┌─ Extracted information

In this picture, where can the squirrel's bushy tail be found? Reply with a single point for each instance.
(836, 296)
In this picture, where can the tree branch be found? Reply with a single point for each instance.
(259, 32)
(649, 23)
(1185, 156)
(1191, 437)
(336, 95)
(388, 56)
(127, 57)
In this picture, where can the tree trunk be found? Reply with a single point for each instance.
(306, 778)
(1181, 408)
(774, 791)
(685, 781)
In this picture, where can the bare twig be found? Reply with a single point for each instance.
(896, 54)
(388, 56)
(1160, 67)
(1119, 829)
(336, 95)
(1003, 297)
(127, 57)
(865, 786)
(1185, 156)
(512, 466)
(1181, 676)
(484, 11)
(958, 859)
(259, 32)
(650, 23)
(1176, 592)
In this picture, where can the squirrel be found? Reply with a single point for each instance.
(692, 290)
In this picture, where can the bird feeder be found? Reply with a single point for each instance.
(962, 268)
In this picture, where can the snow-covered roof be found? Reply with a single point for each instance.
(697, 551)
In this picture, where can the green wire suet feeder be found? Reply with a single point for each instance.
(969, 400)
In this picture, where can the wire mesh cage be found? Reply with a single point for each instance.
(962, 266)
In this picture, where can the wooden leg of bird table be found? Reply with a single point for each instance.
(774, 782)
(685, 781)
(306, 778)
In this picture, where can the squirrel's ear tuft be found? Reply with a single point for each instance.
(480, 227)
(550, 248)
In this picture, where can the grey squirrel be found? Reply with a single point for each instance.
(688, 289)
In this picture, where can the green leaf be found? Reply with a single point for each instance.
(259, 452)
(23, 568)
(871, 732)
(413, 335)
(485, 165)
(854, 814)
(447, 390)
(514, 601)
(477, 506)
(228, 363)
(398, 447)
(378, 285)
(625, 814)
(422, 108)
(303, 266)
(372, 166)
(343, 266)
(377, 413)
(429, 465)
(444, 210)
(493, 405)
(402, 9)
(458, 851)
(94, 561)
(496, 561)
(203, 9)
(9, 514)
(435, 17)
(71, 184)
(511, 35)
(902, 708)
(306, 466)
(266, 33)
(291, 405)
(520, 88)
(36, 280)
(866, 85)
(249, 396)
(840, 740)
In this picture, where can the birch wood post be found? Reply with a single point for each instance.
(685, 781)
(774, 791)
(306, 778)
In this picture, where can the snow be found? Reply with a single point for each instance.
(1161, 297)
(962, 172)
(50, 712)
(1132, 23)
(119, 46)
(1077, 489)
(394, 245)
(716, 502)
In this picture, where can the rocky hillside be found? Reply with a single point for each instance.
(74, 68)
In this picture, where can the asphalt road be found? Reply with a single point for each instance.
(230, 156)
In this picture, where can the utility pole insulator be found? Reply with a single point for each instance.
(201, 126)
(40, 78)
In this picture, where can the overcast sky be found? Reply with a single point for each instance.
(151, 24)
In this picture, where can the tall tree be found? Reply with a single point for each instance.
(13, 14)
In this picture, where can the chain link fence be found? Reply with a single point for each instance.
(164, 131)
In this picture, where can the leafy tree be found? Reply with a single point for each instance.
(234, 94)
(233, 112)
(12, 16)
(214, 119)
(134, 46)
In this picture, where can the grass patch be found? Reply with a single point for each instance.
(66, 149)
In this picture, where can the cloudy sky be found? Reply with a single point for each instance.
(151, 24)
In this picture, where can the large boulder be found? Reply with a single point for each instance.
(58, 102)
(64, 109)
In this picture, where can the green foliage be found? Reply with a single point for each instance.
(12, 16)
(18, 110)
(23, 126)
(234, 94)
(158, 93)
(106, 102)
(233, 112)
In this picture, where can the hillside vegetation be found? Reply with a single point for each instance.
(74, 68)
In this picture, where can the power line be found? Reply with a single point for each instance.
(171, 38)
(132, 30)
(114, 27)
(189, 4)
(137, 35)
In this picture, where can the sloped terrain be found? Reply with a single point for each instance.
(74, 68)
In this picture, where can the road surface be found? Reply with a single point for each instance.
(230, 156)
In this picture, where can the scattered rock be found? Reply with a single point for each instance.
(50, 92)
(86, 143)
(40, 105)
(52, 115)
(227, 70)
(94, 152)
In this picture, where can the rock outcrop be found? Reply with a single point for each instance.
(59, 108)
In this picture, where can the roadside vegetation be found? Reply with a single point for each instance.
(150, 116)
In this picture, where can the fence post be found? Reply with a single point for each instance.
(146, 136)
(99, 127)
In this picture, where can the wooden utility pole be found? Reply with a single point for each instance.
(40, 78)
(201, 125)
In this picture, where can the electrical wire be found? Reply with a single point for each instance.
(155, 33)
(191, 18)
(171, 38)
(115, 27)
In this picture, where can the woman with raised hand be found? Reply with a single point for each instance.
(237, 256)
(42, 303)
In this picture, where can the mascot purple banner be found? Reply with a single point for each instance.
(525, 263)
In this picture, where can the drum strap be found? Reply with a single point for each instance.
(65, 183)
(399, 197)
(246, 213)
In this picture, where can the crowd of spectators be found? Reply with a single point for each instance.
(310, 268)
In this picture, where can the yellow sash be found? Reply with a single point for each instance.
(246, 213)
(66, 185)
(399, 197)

└─

◆ Task goal ◆
Switch "single point" to "one point" everywhere in the records above, leaving all else unchanged.

◆ Solution to this task ◆
In this picture, where can the squirrel's bushy tail be found? Reply with a one point for each instance.
(836, 296)
In this picture, where can the tree branch be found? Reply with a one point for each instance.
(259, 32)
(649, 23)
(1185, 156)
(1191, 437)
(336, 95)
(388, 56)
(127, 57)
In this picture, where can the tree trunk be found? Reply with a one point for each instance.
(306, 778)
(1181, 408)
(774, 791)
(685, 781)
In this picture, where can the bare twig be found? Reply with a one point for each instance.
(896, 54)
(388, 56)
(1160, 67)
(1119, 829)
(336, 95)
(1003, 297)
(127, 57)
(865, 786)
(1185, 156)
(512, 466)
(1181, 676)
(484, 11)
(958, 859)
(259, 32)
(650, 23)
(1176, 592)
In this picture, where can the squirrel be found? Reply with a one point for each instance.
(692, 290)
In this picture, where can the bird feeder be found? Reply with a one point for each instance.
(962, 268)
In this picture, where can the snow-covered roof be found? Reply with a one point for each instance.
(697, 551)
In this picture, where can the green wire suet feeder be found? Reply with a one point for each instance.
(969, 400)
In this picture, where can the wire mesh cage be found? Reply with a one point for each instance.
(962, 266)
In this picture, where can the wooden leg of bird table be found? Reply with a one point for each instance.
(774, 782)
(685, 781)
(306, 778)
In this picture, where can the squirrel's ear tuft be found? Reply with a one point for each instance.
(480, 227)
(550, 248)
In this picture, where can the grey squirrel be found? Reply with a one point for each instance.
(688, 289)
In this picture, where can the green leaf be found? Reply with a one point for each instance.
(259, 452)
(23, 568)
(871, 732)
(413, 335)
(485, 165)
(854, 814)
(447, 390)
(514, 601)
(477, 506)
(228, 363)
(398, 447)
(378, 285)
(625, 814)
(422, 108)
(303, 266)
(372, 166)
(343, 266)
(377, 413)
(429, 465)
(444, 210)
(493, 405)
(402, 9)
(458, 851)
(94, 561)
(496, 561)
(203, 9)
(9, 514)
(435, 17)
(71, 184)
(511, 35)
(902, 708)
(306, 466)
(266, 33)
(291, 405)
(520, 88)
(36, 280)
(866, 85)
(249, 396)
(840, 740)
In this picture, where can the birch wood post be found? Reply with a one point for each instance.
(685, 781)
(774, 791)
(306, 778)
In this picture, where can the snow be found? Reply with a one point for each instance.
(1161, 297)
(962, 172)
(50, 712)
(1132, 23)
(119, 46)
(1077, 489)
(394, 245)
(716, 502)
In this picture, where can the rocky hillside be found? Reply with a one point for each instance.
(74, 68)
In this picture, where can the asphalt road be found? Reply with a one point for each instance.
(230, 156)
In this picture, where can the utility pole insulator be found? Reply with a one point for each instance.
(201, 126)
(40, 78)
In this picture, where can the overcast sky be found? Reply with a one point for each instance.
(151, 24)
In this picture, where can the tall tree be found? Reply with a one point for each instance.
(13, 14)
In this picture, where can the chain link fence be found? Reply with a one point for each instance.
(164, 131)
In this picture, where can the leafy tree be found? Reply with a one point for each instance.
(234, 94)
(233, 112)
(12, 16)
(214, 119)
(134, 46)
In this picture, where can the grass patch be found? Reply with a one point for each instance.
(66, 149)
In this picture, where can the cloudy sky be found? Reply with a one point for each instance.
(151, 24)
In this picture, where can the large boulder be found? Reply with a one point for each instance.
(58, 102)
(64, 109)
In this picture, where can the green foliage be found? Reply with a one point for each instance.
(12, 16)
(18, 110)
(23, 126)
(234, 94)
(158, 93)
(106, 102)
(233, 112)
In this picture, where can the hillside vegetation be found? Reply with a one point for each instance.
(74, 68)
In this picture, where can the power line be found? Reply with a one point for each instance.
(171, 38)
(132, 30)
(114, 27)
(189, 4)
(137, 35)
In this picture, where can the sloped terrain be found? Reply with a one point for each instance.
(74, 68)
In this picture, where can the road surface be found? Reply with a one point for each instance.
(230, 156)
In this picture, where can the scattered rock be found? Reply with a one point for each instance.
(50, 92)
(86, 143)
(40, 105)
(52, 115)
(227, 70)
(94, 152)
In this picture, where can the rock outcrop be found? Reply with a one point for each instance.
(59, 108)
In this picture, where can the roadside vegetation be found? Reply with a one point for each instance.
(150, 116)
In this picture, where can the fence post be found? Reply with a one point for each instance.
(146, 136)
(99, 127)
In this picture, where can the wooden utility pole be found? Reply with a one point for each instance.
(40, 78)
(201, 125)
In this picture, where can the electrical wire be found? Reply with a one point for each instance.
(155, 33)
(191, 18)
(171, 38)
(115, 27)
In this picture, where can the woman with raised hand be found? Reply with a one point for each instance.
(237, 256)
(42, 303)
In this picture, where can the mascot purple banner be found? Reply with a one point for each instance.
(525, 263)
In this picture, where can the drum strap be found? Reply with a one point for each instance.
(65, 183)
(399, 197)
(246, 213)
In this picture, where can the crowd of spectators be found? Reply with a one point for each instance.
(310, 268)
In this picture, where can the yellow sash be found? Reply with a one point for each instance.
(246, 213)
(66, 185)
(399, 197)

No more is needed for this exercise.